Direction:
Copy the lines exactly as they appear, from the start of the items up to and including the line containing "column 225, row 84".

○ ○ ○ ○ ○

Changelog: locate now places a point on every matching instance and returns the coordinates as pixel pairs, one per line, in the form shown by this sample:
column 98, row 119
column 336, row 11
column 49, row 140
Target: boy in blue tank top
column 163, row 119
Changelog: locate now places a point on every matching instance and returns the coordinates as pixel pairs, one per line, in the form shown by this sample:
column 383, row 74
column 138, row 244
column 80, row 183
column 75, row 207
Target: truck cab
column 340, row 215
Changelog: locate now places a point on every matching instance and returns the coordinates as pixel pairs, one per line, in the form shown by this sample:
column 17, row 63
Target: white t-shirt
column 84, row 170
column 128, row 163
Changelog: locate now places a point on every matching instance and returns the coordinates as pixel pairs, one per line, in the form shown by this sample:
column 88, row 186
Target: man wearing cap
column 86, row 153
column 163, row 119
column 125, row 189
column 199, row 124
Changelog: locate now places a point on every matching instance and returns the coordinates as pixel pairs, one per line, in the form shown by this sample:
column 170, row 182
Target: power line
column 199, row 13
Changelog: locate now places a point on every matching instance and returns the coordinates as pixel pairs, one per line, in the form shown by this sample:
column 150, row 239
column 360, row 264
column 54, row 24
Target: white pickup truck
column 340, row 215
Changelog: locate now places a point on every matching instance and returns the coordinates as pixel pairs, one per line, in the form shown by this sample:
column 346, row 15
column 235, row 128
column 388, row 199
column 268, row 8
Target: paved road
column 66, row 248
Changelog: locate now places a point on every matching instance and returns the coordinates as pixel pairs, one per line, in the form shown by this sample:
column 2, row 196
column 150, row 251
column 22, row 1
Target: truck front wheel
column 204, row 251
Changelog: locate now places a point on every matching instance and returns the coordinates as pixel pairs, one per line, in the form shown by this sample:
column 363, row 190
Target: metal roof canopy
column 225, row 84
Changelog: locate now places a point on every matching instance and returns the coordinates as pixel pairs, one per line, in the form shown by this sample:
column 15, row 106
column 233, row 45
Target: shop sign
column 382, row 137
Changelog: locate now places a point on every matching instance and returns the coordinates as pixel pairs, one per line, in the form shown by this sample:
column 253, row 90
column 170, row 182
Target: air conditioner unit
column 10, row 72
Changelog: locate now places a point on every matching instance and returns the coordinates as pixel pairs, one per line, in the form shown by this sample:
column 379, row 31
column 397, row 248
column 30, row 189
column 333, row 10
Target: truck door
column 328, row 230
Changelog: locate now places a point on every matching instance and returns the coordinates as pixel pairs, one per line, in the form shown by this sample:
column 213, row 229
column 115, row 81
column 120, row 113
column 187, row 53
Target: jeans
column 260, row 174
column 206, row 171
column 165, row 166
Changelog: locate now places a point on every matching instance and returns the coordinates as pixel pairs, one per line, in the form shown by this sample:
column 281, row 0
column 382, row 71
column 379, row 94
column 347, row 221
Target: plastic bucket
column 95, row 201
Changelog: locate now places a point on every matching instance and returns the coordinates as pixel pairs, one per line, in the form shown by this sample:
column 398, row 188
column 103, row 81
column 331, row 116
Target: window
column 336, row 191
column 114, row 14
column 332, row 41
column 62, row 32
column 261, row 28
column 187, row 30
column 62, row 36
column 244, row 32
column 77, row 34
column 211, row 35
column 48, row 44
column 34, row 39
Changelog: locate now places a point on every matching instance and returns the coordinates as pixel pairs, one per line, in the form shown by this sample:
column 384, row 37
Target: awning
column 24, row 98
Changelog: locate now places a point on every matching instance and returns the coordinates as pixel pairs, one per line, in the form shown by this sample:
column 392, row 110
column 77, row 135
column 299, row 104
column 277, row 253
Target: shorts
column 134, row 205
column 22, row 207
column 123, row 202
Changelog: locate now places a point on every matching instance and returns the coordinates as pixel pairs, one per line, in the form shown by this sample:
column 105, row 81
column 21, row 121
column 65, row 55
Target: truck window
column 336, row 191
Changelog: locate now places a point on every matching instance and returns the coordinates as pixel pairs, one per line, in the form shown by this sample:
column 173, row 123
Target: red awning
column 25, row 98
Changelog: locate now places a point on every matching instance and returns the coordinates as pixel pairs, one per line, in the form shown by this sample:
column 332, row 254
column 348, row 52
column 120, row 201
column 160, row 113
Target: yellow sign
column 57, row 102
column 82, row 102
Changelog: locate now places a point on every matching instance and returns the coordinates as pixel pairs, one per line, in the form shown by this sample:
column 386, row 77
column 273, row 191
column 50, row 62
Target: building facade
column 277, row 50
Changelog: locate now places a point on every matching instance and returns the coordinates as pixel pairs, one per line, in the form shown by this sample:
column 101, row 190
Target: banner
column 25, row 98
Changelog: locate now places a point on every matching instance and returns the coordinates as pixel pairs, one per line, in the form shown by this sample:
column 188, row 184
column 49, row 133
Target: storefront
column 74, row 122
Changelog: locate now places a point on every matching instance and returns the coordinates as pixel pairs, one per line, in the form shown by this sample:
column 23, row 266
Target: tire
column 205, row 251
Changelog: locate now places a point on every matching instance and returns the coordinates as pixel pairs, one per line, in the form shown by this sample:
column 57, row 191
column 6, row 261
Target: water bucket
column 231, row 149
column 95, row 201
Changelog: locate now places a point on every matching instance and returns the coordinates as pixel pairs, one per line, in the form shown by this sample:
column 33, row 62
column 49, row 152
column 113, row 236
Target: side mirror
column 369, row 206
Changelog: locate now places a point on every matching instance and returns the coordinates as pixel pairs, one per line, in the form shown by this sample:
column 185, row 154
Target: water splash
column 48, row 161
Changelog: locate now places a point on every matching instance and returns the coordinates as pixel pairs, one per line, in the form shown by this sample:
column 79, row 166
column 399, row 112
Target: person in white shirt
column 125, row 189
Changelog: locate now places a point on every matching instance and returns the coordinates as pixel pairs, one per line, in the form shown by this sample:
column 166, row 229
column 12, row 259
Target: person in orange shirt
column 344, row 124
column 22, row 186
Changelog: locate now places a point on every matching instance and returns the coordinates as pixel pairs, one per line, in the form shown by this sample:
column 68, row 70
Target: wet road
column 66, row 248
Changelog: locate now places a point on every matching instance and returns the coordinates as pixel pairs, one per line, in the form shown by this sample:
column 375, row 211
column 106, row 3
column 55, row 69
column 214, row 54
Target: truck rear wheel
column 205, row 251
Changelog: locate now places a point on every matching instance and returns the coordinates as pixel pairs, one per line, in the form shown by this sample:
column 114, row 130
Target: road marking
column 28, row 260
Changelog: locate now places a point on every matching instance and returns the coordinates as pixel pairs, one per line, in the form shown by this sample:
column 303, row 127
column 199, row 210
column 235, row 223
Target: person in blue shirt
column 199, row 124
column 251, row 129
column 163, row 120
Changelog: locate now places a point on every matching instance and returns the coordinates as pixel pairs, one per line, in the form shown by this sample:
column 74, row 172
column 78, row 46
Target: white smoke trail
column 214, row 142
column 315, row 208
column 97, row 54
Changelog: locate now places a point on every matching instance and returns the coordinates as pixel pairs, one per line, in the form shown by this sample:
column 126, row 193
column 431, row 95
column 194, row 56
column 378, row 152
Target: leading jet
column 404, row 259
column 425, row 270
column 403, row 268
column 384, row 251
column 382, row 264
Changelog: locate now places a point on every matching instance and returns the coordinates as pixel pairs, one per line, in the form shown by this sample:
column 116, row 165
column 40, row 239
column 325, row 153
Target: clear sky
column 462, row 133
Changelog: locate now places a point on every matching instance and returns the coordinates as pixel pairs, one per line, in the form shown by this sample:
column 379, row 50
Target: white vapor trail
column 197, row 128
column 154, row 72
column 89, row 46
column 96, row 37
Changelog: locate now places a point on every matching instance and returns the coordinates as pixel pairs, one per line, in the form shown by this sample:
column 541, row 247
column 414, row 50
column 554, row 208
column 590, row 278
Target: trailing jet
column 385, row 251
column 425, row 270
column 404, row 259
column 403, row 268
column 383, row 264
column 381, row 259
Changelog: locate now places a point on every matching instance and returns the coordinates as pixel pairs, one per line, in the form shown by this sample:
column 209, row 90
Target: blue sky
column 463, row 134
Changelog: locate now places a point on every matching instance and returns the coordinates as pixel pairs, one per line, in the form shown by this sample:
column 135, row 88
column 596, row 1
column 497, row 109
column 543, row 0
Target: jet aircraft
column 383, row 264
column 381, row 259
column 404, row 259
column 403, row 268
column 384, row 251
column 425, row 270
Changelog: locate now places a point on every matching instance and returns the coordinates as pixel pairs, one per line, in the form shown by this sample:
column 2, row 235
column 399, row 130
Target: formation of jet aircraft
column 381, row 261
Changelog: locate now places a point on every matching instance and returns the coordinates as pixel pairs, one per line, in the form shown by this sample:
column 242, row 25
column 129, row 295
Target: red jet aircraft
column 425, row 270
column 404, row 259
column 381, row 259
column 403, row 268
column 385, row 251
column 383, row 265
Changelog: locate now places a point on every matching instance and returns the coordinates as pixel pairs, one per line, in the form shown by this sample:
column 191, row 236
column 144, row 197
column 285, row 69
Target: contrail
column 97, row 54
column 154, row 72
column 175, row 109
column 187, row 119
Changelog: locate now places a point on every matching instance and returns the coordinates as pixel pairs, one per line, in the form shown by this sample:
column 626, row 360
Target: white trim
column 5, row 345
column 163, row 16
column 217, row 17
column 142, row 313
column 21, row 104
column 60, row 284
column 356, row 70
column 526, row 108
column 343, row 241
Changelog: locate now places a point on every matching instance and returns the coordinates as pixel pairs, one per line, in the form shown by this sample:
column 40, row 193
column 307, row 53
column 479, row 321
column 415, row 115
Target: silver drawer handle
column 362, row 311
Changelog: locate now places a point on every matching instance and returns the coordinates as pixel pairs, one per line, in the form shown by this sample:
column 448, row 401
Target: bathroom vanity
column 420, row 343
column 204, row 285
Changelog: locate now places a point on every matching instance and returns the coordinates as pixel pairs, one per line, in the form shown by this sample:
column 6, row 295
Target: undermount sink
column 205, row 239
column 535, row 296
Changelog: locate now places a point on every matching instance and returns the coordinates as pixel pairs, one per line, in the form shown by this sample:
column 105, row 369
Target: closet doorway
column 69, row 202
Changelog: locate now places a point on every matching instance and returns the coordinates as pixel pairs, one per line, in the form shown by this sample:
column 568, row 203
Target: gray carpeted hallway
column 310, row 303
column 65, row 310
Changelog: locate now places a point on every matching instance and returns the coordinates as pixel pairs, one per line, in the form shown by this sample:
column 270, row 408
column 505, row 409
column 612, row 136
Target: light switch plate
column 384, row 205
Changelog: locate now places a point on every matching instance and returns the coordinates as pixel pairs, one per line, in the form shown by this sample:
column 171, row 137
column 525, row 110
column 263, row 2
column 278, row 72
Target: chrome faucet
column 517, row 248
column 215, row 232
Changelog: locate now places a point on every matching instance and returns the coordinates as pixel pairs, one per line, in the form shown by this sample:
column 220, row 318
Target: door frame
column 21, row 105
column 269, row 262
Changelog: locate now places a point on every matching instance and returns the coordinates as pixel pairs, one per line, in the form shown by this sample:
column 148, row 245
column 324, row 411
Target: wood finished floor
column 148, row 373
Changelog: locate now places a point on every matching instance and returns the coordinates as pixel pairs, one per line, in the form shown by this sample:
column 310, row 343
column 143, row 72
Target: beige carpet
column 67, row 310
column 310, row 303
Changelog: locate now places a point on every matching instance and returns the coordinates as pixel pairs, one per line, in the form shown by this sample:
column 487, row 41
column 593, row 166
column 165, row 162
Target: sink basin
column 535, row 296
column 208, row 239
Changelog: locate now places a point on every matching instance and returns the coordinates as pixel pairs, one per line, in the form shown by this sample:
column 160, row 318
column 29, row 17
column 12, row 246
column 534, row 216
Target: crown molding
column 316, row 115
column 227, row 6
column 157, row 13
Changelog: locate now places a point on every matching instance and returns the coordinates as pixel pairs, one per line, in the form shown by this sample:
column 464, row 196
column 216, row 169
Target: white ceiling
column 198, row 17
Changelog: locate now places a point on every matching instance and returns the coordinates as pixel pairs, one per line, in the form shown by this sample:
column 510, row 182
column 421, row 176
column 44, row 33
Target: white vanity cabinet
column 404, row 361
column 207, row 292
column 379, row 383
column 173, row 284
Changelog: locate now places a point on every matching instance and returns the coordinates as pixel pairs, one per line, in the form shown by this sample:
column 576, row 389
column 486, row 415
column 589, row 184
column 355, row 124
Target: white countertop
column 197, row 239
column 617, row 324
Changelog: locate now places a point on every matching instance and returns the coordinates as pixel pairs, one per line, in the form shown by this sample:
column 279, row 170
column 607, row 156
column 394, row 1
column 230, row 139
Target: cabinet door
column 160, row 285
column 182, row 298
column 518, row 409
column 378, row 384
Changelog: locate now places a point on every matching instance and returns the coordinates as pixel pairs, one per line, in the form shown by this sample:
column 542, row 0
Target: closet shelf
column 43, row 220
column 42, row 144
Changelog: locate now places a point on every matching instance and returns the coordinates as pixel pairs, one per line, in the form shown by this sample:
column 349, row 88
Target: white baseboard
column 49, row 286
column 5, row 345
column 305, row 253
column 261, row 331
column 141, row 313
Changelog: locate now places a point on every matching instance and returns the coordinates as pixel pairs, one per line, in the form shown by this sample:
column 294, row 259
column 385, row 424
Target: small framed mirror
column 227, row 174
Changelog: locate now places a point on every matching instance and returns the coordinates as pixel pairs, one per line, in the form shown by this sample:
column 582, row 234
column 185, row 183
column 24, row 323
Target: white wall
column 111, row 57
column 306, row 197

○ ○ ○ ○ ○

Reply to the task:
Changelog: locate now places a point on every matching instance and returns the coordinates as pixel pairs, one per line, in the form shown by this sample:
column 98, row 119
column 336, row 11
column 49, row 140
Target: boy in blue tank top
column 163, row 119
Changelog: locate now places a point on every matching instance and returns the coordinates as pixel pairs, one per line, in the form shown by this sample:
column 383, row 74
column 138, row 244
column 80, row 183
column 75, row 207
Target: truck cab
column 340, row 215
Changelog: locate now places a point on every matching instance and returns the coordinates as pixel pairs, one per line, in the form shown by this sample:
column 17, row 63
Target: white t-shirt
column 84, row 170
column 128, row 163
Changelog: locate now places a point on every matching instance and returns the coordinates as pixel pairs, one per line, in the form shown by this sample:
column 88, row 186
Target: man wearing cap
column 86, row 153
column 163, row 119
column 125, row 189
column 199, row 124
Changelog: locate now places a point on every matching instance and returns the coordinates as pixel pairs, one per line, in the form shown by this sample:
column 170, row 182
Target: power line
column 199, row 13
Changelog: locate now places a point on every matching instance and returns the coordinates as pixel pairs, one per line, in the form shown by this sample:
column 150, row 239
column 360, row 264
column 54, row 24
Target: white pickup truck
column 340, row 215
Changelog: locate now places a point on every matching instance and returns the coordinates as pixel pairs, one per line, in the form shown by this sample:
column 346, row 15
column 235, row 128
column 388, row 199
column 268, row 8
Target: paved road
column 66, row 248
Changelog: locate now places a point on every matching instance and returns the coordinates as pixel pairs, one per line, in the form shown by this sample:
column 2, row 196
column 150, row 251
column 22, row 1
Target: truck front wheel
column 204, row 251
Changelog: locate now places a point on every matching instance and returns the coordinates as pixel pairs, one per line, in the form shown by this sample:
column 363, row 190
Target: metal roof canopy
column 225, row 84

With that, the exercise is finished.